Provided data »
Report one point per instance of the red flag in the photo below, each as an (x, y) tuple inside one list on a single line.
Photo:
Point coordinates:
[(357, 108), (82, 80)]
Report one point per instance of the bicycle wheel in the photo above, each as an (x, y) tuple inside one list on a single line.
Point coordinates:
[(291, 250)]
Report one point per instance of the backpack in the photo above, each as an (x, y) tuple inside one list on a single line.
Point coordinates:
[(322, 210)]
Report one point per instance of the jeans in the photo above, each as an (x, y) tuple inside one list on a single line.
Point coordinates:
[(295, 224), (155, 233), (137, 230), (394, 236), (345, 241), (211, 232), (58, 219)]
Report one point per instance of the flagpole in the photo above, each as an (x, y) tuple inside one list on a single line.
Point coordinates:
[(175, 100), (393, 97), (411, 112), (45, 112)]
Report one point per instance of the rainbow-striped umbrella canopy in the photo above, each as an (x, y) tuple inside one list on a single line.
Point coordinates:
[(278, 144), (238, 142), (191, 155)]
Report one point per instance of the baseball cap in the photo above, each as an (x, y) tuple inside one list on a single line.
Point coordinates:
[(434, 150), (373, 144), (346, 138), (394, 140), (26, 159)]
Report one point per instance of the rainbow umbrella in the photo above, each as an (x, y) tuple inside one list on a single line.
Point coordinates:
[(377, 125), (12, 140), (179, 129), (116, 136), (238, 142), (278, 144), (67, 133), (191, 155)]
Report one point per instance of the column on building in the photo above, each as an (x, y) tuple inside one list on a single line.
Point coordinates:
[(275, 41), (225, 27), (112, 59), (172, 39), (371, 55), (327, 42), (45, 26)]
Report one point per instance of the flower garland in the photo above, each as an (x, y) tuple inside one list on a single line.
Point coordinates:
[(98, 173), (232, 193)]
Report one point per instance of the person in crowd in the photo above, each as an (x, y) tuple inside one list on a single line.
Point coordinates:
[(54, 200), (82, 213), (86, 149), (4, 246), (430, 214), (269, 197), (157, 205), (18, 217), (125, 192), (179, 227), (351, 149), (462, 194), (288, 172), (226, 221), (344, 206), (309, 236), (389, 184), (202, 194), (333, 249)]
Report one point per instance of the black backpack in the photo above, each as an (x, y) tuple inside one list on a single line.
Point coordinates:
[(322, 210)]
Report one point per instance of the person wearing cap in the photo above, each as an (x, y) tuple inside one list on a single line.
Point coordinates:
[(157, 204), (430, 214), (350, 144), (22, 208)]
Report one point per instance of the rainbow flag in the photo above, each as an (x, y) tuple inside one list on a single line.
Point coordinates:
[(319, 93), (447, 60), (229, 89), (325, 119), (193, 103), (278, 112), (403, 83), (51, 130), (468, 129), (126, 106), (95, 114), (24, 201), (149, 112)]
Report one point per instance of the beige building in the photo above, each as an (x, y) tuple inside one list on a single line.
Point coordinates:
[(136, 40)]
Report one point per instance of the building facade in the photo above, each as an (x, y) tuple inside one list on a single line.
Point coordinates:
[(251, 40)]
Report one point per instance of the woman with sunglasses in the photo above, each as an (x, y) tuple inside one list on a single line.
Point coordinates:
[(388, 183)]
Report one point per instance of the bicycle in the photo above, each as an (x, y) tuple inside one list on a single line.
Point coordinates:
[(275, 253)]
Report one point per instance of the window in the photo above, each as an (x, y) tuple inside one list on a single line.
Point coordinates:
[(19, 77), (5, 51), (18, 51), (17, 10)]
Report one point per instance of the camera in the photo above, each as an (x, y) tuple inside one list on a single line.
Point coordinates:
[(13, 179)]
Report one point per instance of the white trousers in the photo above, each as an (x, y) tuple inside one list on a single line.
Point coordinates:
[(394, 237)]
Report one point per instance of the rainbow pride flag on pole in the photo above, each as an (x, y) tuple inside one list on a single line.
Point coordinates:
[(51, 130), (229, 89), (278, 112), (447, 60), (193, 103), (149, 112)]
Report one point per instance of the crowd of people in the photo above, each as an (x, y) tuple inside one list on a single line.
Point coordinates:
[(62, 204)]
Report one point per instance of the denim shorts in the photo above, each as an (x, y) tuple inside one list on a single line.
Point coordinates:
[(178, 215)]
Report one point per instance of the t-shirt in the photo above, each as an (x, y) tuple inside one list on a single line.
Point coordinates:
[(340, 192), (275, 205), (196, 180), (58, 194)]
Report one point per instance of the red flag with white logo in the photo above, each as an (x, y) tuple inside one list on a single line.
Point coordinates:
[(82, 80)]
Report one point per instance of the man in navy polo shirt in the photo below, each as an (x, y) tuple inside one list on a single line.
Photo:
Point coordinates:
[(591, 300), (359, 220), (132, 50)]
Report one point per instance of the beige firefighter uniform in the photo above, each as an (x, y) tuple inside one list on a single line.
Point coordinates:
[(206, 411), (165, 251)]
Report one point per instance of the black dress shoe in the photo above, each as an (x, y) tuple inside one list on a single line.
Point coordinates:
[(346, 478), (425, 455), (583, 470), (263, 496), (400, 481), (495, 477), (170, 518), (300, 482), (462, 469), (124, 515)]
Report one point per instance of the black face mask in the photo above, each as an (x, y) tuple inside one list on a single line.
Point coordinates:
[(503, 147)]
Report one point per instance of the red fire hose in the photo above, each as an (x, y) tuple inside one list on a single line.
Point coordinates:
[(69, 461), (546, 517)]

Work to be completed » In the records above, how many lines include "white"? Reply only with the number.

Answer area » 2